Golden Miles
- First edition (UK)
- Author: Katharine Susannah Prichard
- Language: English
- Series: Goldfields trilogy
- Genre: Literary fiction
- Publisher: Holland and Stephenson, Sydney
- Publication date: 1948
- Publication place: Australia
- Media type: Print
- Pages: 385 pp
- Preceded by: The Roaring Nineties
- Followed by: Winged Seeds

= Golden Miles =

1948 novel by Katharine Susannah Prichard

Golden Miles (1948) is a novel by Australian author Katharine Susannah Prichard. The novel is the second in the author's "Goldfields" trilogy, being preceded by The Roaring Nineties and followed by Winged Seeds.

==Plot outline==
Set in the Western Australian goldfields during the period 1914 to 1927, the novel follows the story of Sally Gough and her family. Gough is running a boarding house, her husband and one son are in the undertaking business, one son is at school, another in an assayer's office and the last is working down the mines.

▶ [Record extracts]
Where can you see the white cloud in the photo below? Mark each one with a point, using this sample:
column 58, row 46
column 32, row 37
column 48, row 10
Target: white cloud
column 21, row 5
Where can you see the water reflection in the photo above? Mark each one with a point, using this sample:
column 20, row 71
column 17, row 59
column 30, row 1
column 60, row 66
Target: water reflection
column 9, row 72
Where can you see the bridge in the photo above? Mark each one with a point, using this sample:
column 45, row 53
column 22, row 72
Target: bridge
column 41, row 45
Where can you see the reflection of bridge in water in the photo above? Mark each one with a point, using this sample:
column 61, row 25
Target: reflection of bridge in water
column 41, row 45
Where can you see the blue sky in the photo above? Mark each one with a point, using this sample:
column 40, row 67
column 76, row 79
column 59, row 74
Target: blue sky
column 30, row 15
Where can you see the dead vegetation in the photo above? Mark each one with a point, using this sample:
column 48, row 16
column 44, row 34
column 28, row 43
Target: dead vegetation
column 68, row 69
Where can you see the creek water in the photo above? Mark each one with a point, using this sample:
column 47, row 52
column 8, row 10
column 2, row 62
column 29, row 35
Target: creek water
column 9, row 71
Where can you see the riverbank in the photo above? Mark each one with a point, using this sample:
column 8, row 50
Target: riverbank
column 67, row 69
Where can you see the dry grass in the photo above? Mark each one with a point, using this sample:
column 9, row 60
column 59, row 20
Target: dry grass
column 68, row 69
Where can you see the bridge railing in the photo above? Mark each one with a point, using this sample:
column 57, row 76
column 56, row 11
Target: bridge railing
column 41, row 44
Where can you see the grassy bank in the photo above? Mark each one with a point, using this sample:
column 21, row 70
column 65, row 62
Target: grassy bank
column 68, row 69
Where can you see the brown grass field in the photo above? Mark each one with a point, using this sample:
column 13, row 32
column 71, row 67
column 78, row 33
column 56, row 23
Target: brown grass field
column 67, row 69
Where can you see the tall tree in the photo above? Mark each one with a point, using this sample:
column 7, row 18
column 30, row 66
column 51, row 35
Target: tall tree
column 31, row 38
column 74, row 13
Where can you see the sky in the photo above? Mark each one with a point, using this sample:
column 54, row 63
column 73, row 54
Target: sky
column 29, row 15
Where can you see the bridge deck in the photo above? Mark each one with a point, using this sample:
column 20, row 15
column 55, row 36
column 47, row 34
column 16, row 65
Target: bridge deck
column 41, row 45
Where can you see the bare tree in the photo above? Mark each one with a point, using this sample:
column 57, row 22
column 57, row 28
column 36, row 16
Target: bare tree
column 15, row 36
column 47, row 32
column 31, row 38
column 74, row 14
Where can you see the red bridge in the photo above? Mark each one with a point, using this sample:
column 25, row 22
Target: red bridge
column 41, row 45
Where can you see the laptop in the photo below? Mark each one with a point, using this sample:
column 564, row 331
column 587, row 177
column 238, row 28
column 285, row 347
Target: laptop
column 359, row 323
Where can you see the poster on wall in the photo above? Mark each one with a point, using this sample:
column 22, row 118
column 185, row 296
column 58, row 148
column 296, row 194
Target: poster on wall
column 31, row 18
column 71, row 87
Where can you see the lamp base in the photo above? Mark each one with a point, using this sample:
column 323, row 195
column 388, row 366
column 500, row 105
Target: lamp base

▶ [Apply what you read]
A. Summarize the Golden Miles article in two sentences.
B. Write the next part of the Golden Miles article, picking up after its final sentence.
The records are separate from the Golden Miles article and stand apart from it.

▶ [Results]
A. Golden Miles is a 1948 novel by Australian author Katharine Susannah Prichard and the second book of her Goldfields trilogy, coming after The Roaring Nineties and before Winged Seeds. Set in the Western Australian goldfields from 1914 to 1927, it follows Sally Gough, who runs a boarding house, and her family: her husband and one son work in undertaking, another son is at school, another works in an assayer's office and the last works down the mines.

B.
==Critical reception==
A reviewer in Western Mail (Perth) referred to any novel from Prichard as an "event", and went on: "What would be merely background to the narrative of a lesser novel is more than background in this story, for the Golden Mile is part of the life of all those who, in this book, are associated with it. In one way or another the Golden Mile, in one or another of its various phases, is an ever present factor whether, the character is a miner or a housewife. Much of the detail is authentic...Some sections of this novel are provocative and challenging—a novel which deals in part with social and industrial conditions is not likely to be otherwise. But the story itself is a colourful and entertaining tale, one of human courage and endurance and of those human qualities which helped to build Australia into a nation."

In The Age the reviewer was impressed with the novel's human warmth: "The author's great sympathy with the less fortunate is an outstanding feature of the book. So surely has she handled her material that one loses sight of the great amount of research that has gone into its making. A satisfying piece of work, it carries the reader's interest forward towards another volume."